[Natural-language object grounding data]
◇ ◇ ◇ ◇

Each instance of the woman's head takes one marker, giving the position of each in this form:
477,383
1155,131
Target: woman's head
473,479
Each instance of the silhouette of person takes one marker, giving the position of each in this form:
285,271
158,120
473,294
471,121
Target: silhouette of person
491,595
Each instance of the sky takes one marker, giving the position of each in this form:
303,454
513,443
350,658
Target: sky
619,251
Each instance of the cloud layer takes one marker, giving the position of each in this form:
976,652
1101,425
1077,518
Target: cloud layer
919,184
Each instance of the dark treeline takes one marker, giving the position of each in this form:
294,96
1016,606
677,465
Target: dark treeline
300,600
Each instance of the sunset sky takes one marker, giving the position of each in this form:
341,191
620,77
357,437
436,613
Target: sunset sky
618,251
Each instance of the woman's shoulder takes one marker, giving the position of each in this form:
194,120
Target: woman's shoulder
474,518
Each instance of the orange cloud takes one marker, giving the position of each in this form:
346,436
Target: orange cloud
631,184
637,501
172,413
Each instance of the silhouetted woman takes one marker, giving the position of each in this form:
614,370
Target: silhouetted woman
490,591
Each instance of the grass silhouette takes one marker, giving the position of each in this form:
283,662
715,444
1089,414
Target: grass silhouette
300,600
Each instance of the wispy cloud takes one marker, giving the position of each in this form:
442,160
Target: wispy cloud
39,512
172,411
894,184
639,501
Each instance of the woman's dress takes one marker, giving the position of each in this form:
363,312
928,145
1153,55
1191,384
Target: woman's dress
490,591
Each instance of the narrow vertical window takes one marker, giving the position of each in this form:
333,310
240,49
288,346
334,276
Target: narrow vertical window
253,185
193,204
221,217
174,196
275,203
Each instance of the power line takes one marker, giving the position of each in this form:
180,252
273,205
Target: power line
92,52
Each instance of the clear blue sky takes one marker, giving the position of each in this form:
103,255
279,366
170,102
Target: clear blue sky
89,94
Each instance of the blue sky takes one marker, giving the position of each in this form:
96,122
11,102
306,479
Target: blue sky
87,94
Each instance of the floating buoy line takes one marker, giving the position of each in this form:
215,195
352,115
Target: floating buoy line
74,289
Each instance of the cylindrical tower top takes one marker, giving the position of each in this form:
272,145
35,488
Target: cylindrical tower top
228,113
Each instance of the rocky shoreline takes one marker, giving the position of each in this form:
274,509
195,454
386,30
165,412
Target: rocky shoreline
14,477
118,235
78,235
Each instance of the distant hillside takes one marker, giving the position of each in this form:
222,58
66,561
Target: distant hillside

◇ ◇ ◇ ◇

(Exercise goal)
Show all lines in the entries above where the word "hillside" appears.

(Response)
Each instance of the distant hillside takes one marker, giving the position of each in this form:
Target: distant hillside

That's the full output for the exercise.